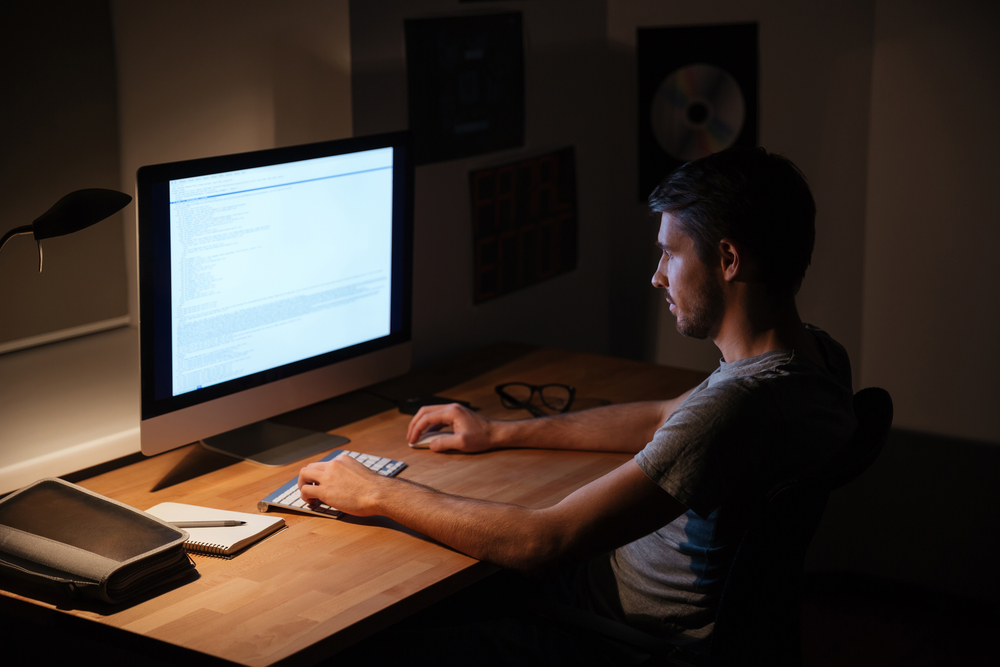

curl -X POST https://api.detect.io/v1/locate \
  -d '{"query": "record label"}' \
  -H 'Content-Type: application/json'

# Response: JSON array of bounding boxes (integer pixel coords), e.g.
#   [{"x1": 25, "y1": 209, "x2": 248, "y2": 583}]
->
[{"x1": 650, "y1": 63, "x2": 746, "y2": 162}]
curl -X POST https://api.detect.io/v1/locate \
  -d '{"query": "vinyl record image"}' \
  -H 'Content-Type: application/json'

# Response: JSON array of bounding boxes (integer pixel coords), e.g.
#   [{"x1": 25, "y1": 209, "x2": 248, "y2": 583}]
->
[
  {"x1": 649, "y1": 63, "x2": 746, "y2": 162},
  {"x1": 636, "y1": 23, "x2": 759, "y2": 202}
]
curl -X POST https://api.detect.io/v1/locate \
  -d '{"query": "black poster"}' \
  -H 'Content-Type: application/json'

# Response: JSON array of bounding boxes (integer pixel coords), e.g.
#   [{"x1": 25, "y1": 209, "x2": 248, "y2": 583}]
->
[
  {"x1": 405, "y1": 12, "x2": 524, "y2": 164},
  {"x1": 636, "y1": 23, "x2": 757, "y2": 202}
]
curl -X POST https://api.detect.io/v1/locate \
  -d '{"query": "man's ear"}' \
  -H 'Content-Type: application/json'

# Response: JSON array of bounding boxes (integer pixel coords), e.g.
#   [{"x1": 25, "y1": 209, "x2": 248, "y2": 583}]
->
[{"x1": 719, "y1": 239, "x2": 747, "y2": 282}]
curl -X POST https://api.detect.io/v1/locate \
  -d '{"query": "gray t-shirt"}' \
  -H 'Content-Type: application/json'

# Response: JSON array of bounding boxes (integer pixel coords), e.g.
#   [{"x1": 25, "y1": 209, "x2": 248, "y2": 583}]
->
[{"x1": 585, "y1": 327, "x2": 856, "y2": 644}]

==

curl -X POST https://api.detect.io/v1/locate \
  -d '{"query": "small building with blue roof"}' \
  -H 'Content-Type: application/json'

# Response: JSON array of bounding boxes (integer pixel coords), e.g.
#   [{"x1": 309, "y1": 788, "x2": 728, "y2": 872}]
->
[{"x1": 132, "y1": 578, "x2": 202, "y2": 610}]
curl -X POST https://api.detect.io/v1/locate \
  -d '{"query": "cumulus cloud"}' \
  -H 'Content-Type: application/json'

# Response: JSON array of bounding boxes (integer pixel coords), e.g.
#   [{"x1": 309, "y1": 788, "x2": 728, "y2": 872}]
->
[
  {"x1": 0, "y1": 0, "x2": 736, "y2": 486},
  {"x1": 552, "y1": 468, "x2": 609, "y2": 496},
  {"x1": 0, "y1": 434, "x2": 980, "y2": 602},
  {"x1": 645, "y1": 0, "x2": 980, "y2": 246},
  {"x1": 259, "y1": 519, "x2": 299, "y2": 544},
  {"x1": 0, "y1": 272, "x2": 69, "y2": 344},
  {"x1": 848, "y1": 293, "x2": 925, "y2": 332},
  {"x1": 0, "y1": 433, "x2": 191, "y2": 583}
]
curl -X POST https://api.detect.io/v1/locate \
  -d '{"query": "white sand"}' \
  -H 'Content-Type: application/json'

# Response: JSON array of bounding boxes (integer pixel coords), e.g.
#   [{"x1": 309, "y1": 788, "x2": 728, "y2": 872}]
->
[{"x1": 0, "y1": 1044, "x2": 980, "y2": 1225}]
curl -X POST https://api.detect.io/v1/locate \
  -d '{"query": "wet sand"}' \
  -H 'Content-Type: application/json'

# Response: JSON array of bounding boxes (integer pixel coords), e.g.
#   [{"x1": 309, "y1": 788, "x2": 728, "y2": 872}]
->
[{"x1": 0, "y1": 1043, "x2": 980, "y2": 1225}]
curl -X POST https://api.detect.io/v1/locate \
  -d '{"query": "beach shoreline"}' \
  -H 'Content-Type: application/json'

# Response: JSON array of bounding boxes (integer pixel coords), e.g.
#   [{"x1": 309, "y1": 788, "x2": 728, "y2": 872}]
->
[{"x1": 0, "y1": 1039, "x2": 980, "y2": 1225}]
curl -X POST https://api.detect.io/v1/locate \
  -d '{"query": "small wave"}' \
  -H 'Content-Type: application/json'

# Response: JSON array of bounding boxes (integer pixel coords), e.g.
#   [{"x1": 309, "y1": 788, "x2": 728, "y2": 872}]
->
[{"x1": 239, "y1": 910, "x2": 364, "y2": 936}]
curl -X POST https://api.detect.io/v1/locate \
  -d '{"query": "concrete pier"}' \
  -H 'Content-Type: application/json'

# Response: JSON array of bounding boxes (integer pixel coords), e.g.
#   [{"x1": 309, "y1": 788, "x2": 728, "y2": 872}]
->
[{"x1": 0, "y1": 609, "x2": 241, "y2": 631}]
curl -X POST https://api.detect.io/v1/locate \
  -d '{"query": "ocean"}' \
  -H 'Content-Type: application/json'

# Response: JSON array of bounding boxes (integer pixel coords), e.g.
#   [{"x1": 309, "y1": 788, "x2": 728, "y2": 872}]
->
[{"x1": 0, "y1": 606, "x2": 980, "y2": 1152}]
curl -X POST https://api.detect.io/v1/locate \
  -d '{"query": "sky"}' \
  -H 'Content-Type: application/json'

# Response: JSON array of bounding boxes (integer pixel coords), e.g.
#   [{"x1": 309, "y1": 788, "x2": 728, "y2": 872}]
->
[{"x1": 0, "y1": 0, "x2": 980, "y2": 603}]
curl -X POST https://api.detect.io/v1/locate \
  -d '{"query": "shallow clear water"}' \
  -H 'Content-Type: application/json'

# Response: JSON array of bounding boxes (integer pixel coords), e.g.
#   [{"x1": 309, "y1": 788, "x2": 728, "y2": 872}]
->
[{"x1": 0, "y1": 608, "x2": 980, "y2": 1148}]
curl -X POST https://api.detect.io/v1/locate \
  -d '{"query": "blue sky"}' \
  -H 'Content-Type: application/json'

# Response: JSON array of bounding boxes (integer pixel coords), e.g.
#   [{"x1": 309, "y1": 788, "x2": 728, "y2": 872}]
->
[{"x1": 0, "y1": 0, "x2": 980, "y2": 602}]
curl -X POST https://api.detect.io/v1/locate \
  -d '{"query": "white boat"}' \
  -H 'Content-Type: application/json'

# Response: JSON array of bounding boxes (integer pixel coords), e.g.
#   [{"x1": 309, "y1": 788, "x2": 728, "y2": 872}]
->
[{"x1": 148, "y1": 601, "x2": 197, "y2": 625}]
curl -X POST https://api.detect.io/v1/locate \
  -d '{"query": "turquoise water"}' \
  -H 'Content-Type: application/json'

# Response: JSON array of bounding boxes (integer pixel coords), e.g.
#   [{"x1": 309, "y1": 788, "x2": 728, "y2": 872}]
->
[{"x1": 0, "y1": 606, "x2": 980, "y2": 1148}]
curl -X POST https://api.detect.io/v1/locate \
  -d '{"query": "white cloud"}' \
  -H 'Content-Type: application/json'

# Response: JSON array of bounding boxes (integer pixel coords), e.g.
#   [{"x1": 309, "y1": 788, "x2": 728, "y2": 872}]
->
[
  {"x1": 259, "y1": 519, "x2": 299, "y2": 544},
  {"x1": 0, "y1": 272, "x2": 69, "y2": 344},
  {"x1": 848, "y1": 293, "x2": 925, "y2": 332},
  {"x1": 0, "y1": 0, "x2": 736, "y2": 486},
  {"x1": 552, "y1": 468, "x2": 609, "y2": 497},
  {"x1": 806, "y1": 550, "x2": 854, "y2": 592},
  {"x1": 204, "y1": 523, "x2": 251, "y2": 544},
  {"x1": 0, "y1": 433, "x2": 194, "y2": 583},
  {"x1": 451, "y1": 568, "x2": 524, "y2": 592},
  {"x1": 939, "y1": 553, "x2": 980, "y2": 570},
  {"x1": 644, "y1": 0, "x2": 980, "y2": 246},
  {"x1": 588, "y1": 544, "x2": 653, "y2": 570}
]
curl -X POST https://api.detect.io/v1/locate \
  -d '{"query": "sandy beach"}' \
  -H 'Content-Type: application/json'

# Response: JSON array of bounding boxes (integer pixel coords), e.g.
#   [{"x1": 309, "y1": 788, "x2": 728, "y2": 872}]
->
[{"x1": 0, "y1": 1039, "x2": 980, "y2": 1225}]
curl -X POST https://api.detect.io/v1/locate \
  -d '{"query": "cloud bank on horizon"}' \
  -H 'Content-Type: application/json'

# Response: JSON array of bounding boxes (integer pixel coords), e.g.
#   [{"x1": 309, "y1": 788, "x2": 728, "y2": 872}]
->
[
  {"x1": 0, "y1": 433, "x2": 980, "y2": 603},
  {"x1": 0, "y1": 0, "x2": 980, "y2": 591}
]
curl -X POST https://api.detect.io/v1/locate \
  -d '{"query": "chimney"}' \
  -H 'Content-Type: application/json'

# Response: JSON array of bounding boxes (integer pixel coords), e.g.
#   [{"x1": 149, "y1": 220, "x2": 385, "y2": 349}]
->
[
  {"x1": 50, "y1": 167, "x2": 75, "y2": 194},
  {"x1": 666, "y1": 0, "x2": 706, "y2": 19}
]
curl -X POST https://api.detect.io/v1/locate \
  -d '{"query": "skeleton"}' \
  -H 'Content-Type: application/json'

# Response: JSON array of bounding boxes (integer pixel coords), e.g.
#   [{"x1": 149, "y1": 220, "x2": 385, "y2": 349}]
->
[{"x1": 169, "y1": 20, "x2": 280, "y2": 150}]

■ What is asked: Pull out each line of the rows above that contains the string "water", with case counting.

■ Answer to the exercise:
  -d '{"query": "shallow clear water"}' \
  -d '{"query": "turquoise water"}' \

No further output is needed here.